Si vous n'avez pas encore lu Dyamant, je ne vais pas vous spoiler complètement la lecture, mais il est clair que quelques détails que j'exposerai ici lèveront un peu le voile sur certaines parties du récit. Vous voilà prévenus.



Aujourd'hui: la mise en place du scénario

Un projet comme Dyamant, c'est en gros une année de travail.
Le projet a été officiellement lancé en février 2014. Comme j'étais cette fois à la manoeuvre pour le scénario, j'avais déjà en tête la trame globale du projet, et nous nous étions réunis, les 7 Synapses, pour en valider le principe et se fixer un planning. L'idée à ce moment-là était que je fasse le découpage de chaque histoire pour avril, et que tout le monde dessine ses planches pour fin septembre. Ainsi, nous aurions largement le temps de sortir Dyamant avant la fin de l'année.
Ha ha ha ! La bonne blague ! :-)
La suite démontra qu'il fallait, entre fin des études, travaux divers, et glandouillages variés (gniarkgniark ;-) plus de temps à certains d'entre nous pour se mettre au boulot et pour le finir. Finalement, la date de remise des planches sera repoussée à fin décembre pour une sortie en grande pompe chez JP le 14 février 2015 (ce qui nous permit de placer le grandiose et improbable slogan « pour la St Valentin, offrez un Dyamant à l’élu(e) de votre cœur », slogan qui, avouons-le, aurait perdu un peu de son charme pour la St Nicolas).

Voilà, l'année y est effectivement passée. A tous ceux qui s’aventureraient à nous traiter de feignasses, je tiens à rappeler que sur cette période, nous avions tous les 7 soit des études à poursuivre, soit un boulot à plein temps. C'est déjà balèze quelque part qu'on arrive à sortir en gros un collectif par an, vu le temps que prend ce genre d'exercice. Alors, hein, ho, hein, bon hein d’abord !

Maaaais mais mais, tout le monde s'en fout en fait de nos problèmes d'agenda, revenons donc à cette fameuse trame globale du projet.

Au moment d'imaginer le scénario de Dyamant, dans ma grande sagesse de Monsieur Hibou, j'ai pris en considération deux remarques que nous avions reçues concernant nos précédents collectifs.

Enregistrements tirés d'une collection:
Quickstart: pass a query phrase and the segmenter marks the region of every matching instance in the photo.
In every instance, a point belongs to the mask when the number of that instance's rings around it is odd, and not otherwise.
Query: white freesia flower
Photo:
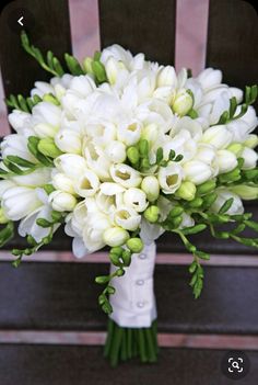
[[[47,237],[49,235],[49,228],[47,227],[42,227],[37,225],[37,219],[44,218],[46,220],[51,222],[51,207],[48,205],[43,205],[39,208],[36,208],[35,212],[32,214],[27,215],[23,220],[21,220],[17,231],[21,237],[25,237],[27,235],[31,235],[36,242],[40,242],[43,238]],[[59,227],[59,224],[56,224],[54,226],[54,231]]]
[[[179,189],[184,172],[177,163],[169,163],[167,167],[161,167],[157,179],[164,194],[172,194]]]
[[[124,193],[124,202],[126,206],[134,208],[137,212],[143,212],[146,206],[146,194],[144,191],[136,188],[130,188]]]
[[[20,220],[42,206],[42,202],[35,189],[13,186],[3,193],[1,206],[8,218]]]
[[[55,159],[55,166],[58,171],[74,180],[78,180],[87,169],[85,159],[74,154],[60,155]]]
[[[80,196],[92,196],[96,193],[99,186],[97,175],[91,171],[85,170],[83,174],[74,182],[74,190]]]
[[[81,154],[81,135],[72,129],[61,129],[55,136],[55,144],[63,152]]]
[[[244,206],[239,196],[225,188],[216,189],[218,197],[215,202],[210,207],[211,211],[214,213],[219,213],[220,208],[223,204],[228,201],[230,199],[234,199],[232,206],[227,210],[226,214],[228,215],[237,215],[244,213]]]
[[[213,145],[218,149],[226,148],[233,139],[232,133],[223,125],[208,128],[201,141]]]
[[[142,124],[139,121],[121,122],[117,128],[117,138],[126,146],[132,146],[139,141],[141,128]]]
[[[96,89],[95,82],[87,75],[72,77],[69,89],[78,92],[80,97],[86,98]]]
[[[141,222],[141,215],[128,206],[120,206],[114,213],[114,220],[116,225],[125,228],[126,230],[133,231],[136,230]]]
[[[57,172],[54,170],[51,175],[51,181],[52,185],[57,190],[61,190],[64,192],[68,192],[70,194],[74,194],[74,181],[71,178],[68,178],[64,173],[62,172]]]
[[[184,172],[186,180],[195,184],[201,184],[213,175],[211,167],[200,160],[190,160],[185,163]]]
[[[157,78],[157,87],[171,86],[175,87],[177,83],[176,71],[172,66],[161,67]]]
[[[7,190],[14,188],[15,185],[16,184],[11,180],[0,180],[0,200]]]
[[[141,190],[146,194],[150,202],[154,202],[160,195],[160,183],[154,175],[143,178],[141,182]]]
[[[42,167],[33,172],[30,172],[24,175],[10,177],[10,179],[24,186],[37,188],[44,186],[50,182],[51,169],[47,167]]]
[[[108,143],[105,152],[114,163],[122,163],[127,158],[126,145],[118,140],[112,140]]]
[[[61,109],[52,103],[40,102],[32,110],[31,126],[39,138],[55,137],[60,127]]]
[[[15,129],[17,134],[24,135],[26,137],[34,134],[33,129],[28,128],[31,118],[31,114],[20,110],[13,110],[8,115],[9,123],[11,124],[13,129]]]
[[[256,167],[258,155],[254,149],[244,147],[241,157],[244,159],[244,165],[242,167],[244,170],[254,169]]]
[[[185,228],[185,227],[191,227],[195,226],[195,220],[192,219],[192,217],[186,213],[181,214],[183,220],[180,223],[179,228]]]
[[[172,109],[174,113],[179,116],[186,115],[192,107],[194,100],[187,90],[181,89],[175,92],[175,95],[172,101]]]
[[[16,156],[37,163],[38,160],[27,149],[27,138],[21,134],[11,134],[3,138],[1,143],[2,158],[9,155]]]
[[[77,205],[77,199],[72,194],[56,190],[50,193],[49,203],[57,212],[71,212]]]
[[[228,172],[237,166],[235,154],[227,150],[219,150],[216,152],[216,161],[220,173]]]
[[[116,183],[127,189],[138,188],[142,180],[139,171],[122,163],[113,165],[110,167],[110,175]]]

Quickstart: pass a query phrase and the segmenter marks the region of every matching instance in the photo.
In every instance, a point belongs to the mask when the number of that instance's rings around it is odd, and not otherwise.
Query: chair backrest
[[[19,34],[10,31],[8,26],[14,4],[5,9],[0,25],[0,60],[7,95],[28,94],[35,80],[49,78],[35,60],[23,52]],[[64,52],[71,50],[68,0],[23,0],[21,4],[32,10],[35,15],[37,26],[27,26],[35,45],[43,49],[51,49],[60,58]],[[176,0],[99,0],[98,4],[102,47],[119,43],[133,53],[144,52],[149,59],[174,64]],[[85,23],[86,16],[85,14]],[[223,69],[224,81],[230,84],[244,87],[257,80],[256,22],[255,10],[246,1],[210,0],[207,66]],[[250,208],[258,217],[257,207]],[[22,246],[23,240],[15,238],[10,247],[17,245]],[[163,253],[185,252],[181,245],[169,234],[162,237],[157,246],[159,251]],[[115,380],[116,384],[121,384],[122,378],[127,384],[134,384],[139,378],[143,378],[143,375],[144,383],[150,385],[159,381],[165,383],[173,376],[176,383],[179,383],[179,378],[181,384],[199,384],[200,377],[203,384],[224,384],[225,378],[222,380],[218,371],[219,360],[224,352],[204,350],[199,335],[212,335],[210,343],[215,333],[234,335],[231,340],[226,340],[227,342],[221,337],[220,342],[213,346],[221,349],[224,348],[224,343],[228,344],[228,341],[231,348],[236,347],[238,340],[234,340],[235,335],[258,335],[258,308],[255,306],[258,296],[258,267],[255,265],[254,258],[247,258],[247,254],[254,254],[256,250],[242,245],[236,248],[231,241],[214,240],[208,235],[197,237],[197,246],[215,254],[245,254],[242,259],[244,269],[243,265],[232,267],[230,259],[225,262],[223,258],[218,258],[215,265],[206,267],[208,283],[198,302],[192,301],[187,284],[187,268],[162,265],[162,256],[157,258],[160,264],[156,267],[155,292],[159,330],[166,333],[163,340],[160,336],[160,341],[164,341],[164,346],[177,346],[175,339],[169,340],[172,333],[177,333],[179,341],[184,339],[192,343],[191,347],[199,349],[177,350],[176,354],[173,353],[173,349],[166,349],[166,353],[162,353],[162,363],[155,367],[149,366],[146,370],[134,365],[133,370],[130,370],[130,365],[122,365],[116,373],[109,372],[108,366],[101,363],[101,353],[94,348],[35,344],[35,341],[45,343],[47,339],[54,343],[60,343],[61,339],[61,343],[84,343],[83,341],[86,338],[89,341],[91,337],[87,332],[105,330],[106,318],[97,306],[98,287],[94,285],[94,276],[106,273],[109,268],[107,263],[89,263],[86,259],[83,260],[85,263],[48,263],[42,259],[39,263],[23,262],[14,271],[10,262],[0,262],[0,342],[8,343],[0,347],[0,373],[3,384],[42,384],[40,380],[44,376],[48,378],[45,383],[49,384],[74,382],[80,385],[86,381],[89,384],[108,385],[115,384]],[[58,233],[50,245],[51,250],[58,251],[70,250],[70,238],[61,233]],[[164,257],[167,258],[167,254]],[[180,257],[183,261],[187,258]],[[181,260],[177,259],[176,263]],[[94,261],[94,257],[91,261]],[[99,258],[96,261],[99,261]],[[14,332],[5,335],[4,330]],[[60,337],[60,333],[67,330],[82,333],[73,339],[69,333],[62,333]],[[59,335],[46,337],[43,331],[58,331]],[[188,340],[183,333],[197,336]],[[102,333],[97,341],[103,342],[103,337]],[[195,342],[198,338],[199,346]],[[11,344],[21,341],[26,344]],[[255,343],[257,349],[257,340],[251,339],[254,342],[249,344],[248,341],[246,349],[255,349]],[[257,353],[253,352],[250,356],[251,360],[256,360],[253,361],[255,369]],[[58,364],[61,365],[61,370],[57,373]],[[12,370],[13,367],[15,370]],[[249,384],[255,384],[255,381],[251,381],[256,374],[253,370]]]

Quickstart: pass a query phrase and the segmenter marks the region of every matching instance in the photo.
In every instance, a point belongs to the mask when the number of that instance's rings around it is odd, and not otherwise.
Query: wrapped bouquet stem
[[[51,79],[7,99],[15,133],[0,145],[0,246],[15,228],[26,238],[14,267],[58,228],[77,258],[108,246],[110,272],[95,278],[109,316],[105,355],[114,366],[154,362],[155,240],[169,231],[192,254],[195,298],[210,258],[196,234],[258,248],[243,205],[258,197],[258,88],[228,87],[213,68],[176,73],[116,44],[80,64],[42,53],[24,32],[21,41]]]
[[[130,268],[121,278],[113,279],[116,292],[110,297],[113,313],[109,316],[105,355],[116,365],[139,355],[142,362],[155,362],[156,304],[153,273],[156,246],[152,242],[138,254],[132,254]],[[114,272],[112,265],[110,272]]]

- [Consigne]
Recopiez mot pour mot le passage sur la création de Dyamant : commencez aux mots « Aujourd'hui: la mise » et arrêtez-vous après « fin de l'année. ».

- [Résultat ci-dessous]
Aujourd'hui: la mise en place du scénario

Un projet comme Dyamant, c'est en gros une année de travail.
Le projet a été officiellement lancé en février 2014. Comme j'étais cette fois à la manoeuvre pour le scénario, j'avais déjà en tête la trame globale du projet, et nous nous étions réunis, les 7 Synapses, pour en valider le principe et se fixer un planning. L'idée à ce moment-là était que je fasse le découpage de chaque histoire pour avril, et que tout le monde dessine ses planches pour fin septembre. Ainsi, nous aurions largement le temps de sortir Dyamant avant la fin de l'année.